__Document segment__
+ + +

I am trying to read up myself, but I will give you what I believe to be true for each of your questions.

- As far as I can tell you can retire anytime after five years, but you cannot collect your full benefit until 67; if you want to collect earlier you take a pretty significant penalty that severely reduces the .015 pension factor. Unless your years of service and age add up to 90, in which case you can retire early and apply the full .015 pension factor.
- Private
- Yes, 1.5% for each year of service...unless you retire early, as outlined above
- I do not think that my employer's contributions are extra income
- I do not know if I can purchase years of service - I have heard of folks in other workplaces/industries doing this. Something to look into, but it seems like age is the biggest factor with this particular plan.

Read up on the plan and another very good source is those that have been in the plan for awhile. It sounds like 5 years is the point you are actually vested in the plan. If the hard age is 67, that sure lessens the value to me.

One area not discussed is the salary compared to other employers. Are you making the same, less, or more compared to another employer doing the same job? Also, is there a 401k match/option?

+ + +

__To do__
1. Answer these from the pension discussion:
(a) At what age can the full benefit be collected?
(b) What combined total of years of service and age allows early retirement with the full .015 pension factor?
(c) Besides salary, what does the final paragraph ask about?
2. Duplicate the part of the pension discussion that opens with the words containing "I am trying" and closes with "this particular plan.".
3. Write the next part of the pension discussion, picking up after its final sentence.

+ + +

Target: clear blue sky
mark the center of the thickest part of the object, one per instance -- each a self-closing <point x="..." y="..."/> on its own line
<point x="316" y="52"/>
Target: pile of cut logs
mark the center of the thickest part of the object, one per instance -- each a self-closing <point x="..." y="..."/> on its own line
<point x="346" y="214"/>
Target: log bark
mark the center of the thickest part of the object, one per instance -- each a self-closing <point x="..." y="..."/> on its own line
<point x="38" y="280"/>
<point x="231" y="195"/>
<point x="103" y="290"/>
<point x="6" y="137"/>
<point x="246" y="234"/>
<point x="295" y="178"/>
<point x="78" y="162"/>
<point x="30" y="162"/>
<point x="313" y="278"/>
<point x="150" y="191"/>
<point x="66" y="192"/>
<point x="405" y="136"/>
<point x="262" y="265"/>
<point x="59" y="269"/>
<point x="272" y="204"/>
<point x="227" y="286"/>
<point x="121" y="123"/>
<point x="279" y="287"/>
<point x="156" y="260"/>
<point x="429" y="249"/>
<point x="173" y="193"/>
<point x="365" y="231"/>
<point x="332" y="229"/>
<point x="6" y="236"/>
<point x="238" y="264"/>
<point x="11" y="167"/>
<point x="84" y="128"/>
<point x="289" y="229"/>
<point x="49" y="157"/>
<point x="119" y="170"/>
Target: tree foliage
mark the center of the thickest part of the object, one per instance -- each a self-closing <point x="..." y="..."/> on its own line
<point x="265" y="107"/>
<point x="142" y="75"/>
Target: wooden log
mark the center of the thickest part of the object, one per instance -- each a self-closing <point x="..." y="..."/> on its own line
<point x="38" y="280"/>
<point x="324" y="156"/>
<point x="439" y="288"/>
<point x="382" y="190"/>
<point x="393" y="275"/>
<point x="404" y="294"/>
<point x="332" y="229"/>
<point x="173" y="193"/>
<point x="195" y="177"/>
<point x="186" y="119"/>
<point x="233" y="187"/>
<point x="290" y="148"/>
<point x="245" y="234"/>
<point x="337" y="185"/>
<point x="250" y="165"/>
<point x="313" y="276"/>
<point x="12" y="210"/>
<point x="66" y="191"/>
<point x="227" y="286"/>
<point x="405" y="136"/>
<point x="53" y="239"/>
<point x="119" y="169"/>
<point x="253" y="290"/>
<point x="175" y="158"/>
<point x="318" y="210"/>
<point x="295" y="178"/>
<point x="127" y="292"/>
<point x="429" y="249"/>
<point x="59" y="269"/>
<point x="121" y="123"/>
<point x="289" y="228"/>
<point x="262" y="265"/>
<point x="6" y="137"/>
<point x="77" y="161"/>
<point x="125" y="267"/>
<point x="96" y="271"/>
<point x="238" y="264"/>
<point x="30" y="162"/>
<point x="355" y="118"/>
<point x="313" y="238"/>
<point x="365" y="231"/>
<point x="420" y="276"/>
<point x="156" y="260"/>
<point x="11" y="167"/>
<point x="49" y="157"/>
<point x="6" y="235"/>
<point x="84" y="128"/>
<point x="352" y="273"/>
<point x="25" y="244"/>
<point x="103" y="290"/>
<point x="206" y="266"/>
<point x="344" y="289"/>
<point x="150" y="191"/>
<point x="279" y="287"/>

+ + +

__Expected answers__
1.
(a) 67
(b) 90
(c) Whether there is a 401k match/option.

2.
I am trying to read up myself, but I will give you what I believe to be true for each of your questions.

- As far as I can tell you can retire anytime after five years, but you cannot collect your full benefit until 67; if you want to collect earlier you take a pretty significant penalty that severely reduces the .015 pension factor. Unless your years of service and age add up to 90, in which case you can retire early and apply the full .015 pension factor.
- Private
- Yes, 1.5% for each year of service...unless you retire early, as outlined above
- I do not think that my employer's contributions are extra income
- I do not know if I can purchase years of service - I have heard of folks in other workplaces/industries doing this. Something to look into, but it seems like age is the biggest factor with this particular plan.

3.
To get on with my public employer, I took a 20k hit in salary. It took me 4 years to make that back up, but the retirement system was the biggest factor. The lower pay and better long term retirement plan was something I had to look at. I had considerably lower expenses at the time and the loss of salary was not that bad of a hit.

Well, with the Rule of 90 I mentioned above, I could retire at 59 or 60 and take my full benefit. Obviously each additional year gets me another 1.5%, though.

I am making about the same as those who do a similar job. There is no 401k match, but we do have the option to invest in a 401k. The funds offered are not so great, so we use my wife's instead.